Raw data:
________________________
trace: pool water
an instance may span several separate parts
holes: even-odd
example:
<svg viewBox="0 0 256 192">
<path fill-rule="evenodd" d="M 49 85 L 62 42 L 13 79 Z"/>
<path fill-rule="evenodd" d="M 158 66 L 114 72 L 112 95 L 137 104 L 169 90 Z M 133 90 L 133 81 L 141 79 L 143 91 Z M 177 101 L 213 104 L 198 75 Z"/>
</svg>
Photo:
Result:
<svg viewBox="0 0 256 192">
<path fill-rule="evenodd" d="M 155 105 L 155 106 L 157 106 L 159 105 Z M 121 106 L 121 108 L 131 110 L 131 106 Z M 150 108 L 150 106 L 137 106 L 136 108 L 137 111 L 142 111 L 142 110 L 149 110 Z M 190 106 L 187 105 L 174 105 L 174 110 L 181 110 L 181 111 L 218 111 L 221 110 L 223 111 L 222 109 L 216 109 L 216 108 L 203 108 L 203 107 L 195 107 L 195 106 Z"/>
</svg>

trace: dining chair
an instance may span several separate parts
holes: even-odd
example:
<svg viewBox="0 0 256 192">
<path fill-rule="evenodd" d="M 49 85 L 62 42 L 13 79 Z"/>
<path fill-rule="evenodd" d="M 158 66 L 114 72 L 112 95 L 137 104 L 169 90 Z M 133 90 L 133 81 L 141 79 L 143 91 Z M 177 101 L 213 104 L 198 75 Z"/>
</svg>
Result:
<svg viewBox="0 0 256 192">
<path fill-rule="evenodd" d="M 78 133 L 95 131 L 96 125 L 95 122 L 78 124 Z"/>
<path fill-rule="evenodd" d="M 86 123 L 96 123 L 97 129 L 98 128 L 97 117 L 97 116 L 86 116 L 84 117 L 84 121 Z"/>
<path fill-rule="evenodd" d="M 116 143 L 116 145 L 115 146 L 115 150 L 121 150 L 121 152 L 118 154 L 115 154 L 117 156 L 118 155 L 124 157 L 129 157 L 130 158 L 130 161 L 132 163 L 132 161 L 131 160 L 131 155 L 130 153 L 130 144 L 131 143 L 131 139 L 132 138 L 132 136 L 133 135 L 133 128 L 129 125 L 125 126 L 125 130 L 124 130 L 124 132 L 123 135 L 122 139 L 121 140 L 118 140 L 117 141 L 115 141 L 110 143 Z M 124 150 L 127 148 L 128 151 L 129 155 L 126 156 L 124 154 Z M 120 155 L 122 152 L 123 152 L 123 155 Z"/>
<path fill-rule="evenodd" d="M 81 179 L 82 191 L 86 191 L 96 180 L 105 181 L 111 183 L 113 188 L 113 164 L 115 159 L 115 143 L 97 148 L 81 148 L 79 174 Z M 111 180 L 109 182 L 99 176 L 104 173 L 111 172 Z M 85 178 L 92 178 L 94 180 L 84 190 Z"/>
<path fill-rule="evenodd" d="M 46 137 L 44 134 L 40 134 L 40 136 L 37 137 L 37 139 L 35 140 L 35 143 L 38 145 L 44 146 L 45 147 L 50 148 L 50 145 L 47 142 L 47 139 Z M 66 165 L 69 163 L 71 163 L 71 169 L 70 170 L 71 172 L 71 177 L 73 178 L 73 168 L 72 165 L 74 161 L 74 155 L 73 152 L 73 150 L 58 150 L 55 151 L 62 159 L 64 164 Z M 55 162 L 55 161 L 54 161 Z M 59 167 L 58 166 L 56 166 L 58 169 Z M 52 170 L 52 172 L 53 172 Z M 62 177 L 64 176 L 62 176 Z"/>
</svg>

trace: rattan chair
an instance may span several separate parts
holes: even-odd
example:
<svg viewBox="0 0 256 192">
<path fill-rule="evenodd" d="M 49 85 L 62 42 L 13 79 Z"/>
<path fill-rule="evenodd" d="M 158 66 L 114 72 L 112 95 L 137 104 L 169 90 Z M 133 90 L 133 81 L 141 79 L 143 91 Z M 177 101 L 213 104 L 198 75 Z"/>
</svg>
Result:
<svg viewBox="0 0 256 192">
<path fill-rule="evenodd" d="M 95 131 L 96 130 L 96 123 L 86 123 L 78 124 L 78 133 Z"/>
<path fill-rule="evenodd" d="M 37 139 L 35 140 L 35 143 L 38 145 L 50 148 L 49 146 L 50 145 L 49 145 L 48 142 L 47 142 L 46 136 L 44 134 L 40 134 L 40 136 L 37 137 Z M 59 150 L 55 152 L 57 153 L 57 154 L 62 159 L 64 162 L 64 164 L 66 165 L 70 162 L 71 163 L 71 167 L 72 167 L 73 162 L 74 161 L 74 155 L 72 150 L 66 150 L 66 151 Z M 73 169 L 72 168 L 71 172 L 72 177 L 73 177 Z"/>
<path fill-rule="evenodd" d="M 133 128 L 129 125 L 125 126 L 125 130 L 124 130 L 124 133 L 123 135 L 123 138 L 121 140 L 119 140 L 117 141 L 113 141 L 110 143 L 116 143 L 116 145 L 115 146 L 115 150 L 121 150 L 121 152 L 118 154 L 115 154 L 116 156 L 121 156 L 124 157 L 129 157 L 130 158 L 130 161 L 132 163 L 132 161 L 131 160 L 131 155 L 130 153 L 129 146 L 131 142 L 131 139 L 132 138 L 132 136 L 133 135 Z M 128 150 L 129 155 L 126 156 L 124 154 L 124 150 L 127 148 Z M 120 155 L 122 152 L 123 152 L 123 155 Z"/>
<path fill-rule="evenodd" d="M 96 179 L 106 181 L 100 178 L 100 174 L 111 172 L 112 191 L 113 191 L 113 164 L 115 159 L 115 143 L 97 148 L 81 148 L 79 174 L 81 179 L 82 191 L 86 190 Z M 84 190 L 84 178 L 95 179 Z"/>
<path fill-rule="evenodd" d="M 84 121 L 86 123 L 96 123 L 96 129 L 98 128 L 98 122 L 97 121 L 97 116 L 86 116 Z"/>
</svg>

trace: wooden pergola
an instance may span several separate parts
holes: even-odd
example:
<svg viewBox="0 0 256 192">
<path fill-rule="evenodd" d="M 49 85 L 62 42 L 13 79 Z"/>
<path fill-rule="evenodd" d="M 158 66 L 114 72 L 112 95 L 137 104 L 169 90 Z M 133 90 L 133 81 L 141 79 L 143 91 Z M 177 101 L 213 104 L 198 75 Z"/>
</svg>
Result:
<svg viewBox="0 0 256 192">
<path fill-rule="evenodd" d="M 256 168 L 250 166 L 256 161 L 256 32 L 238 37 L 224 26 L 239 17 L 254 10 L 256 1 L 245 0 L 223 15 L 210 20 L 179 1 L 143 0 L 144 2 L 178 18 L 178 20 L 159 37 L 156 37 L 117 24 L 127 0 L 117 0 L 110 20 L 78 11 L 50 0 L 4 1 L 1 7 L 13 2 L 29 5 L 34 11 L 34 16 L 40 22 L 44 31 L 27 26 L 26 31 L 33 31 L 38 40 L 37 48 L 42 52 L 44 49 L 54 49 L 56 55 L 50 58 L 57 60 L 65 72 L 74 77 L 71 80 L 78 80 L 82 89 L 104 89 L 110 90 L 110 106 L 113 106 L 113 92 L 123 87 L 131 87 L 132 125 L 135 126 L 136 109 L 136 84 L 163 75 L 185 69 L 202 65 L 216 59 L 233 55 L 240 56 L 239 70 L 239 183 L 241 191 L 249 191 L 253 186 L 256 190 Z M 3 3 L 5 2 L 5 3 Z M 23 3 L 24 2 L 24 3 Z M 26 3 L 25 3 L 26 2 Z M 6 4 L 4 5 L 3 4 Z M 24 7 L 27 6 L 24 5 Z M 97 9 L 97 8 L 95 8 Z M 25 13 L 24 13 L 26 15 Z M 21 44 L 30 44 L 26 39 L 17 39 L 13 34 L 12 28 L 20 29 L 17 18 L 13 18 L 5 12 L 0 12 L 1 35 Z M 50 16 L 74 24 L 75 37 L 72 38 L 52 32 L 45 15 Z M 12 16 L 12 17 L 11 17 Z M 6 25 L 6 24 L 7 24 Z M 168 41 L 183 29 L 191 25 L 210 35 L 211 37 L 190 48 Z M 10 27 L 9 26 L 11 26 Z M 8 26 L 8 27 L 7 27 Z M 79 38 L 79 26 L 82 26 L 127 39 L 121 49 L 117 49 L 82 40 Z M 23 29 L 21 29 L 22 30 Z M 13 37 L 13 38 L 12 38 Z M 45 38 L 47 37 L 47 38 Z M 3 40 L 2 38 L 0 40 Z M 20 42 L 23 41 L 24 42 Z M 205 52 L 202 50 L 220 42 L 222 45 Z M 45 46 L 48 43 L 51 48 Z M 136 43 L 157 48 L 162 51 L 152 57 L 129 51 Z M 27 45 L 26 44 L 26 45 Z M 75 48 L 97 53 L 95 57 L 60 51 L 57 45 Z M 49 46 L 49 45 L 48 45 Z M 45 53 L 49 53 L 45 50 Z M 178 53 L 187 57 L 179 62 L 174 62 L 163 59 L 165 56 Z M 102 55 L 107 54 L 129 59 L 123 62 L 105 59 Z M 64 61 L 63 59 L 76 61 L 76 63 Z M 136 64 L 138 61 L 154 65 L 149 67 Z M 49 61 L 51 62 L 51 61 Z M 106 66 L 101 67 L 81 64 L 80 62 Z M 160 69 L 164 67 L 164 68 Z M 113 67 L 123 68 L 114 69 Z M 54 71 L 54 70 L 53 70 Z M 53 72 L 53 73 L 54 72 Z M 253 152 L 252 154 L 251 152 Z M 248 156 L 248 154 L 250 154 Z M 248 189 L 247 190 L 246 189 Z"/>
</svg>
________________________
Edit the lines starting at "trace: dining chair" and ending at "96 123 L 97" so that "several separate parts" becomes "multiple disjoint parts", leaving all else unchanged, and return only those lines.

trace: dining chair
an instance may span multiple disjoint parts
holes: even-odd
example:
<svg viewBox="0 0 256 192">
<path fill-rule="evenodd" d="M 49 85 L 62 42 L 13 79 Z"/>
<path fill-rule="evenodd" d="M 158 66 L 114 72 L 112 95 L 137 104 L 169 90 Z M 133 90 L 133 81 L 141 79 L 143 91 Z M 177 101 L 213 104 L 198 75 Z"/>
</svg>
Result:
<svg viewBox="0 0 256 192">
<path fill-rule="evenodd" d="M 78 133 L 95 131 L 96 125 L 95 122 L 78 124 Z"/>
<path fill-rule="evenodd" d="M 86 123 L 96 123 L 97 129 L 98 128 L 97 117 L 97 116 L 86 116 L 84 117 L 84 121 Z"/>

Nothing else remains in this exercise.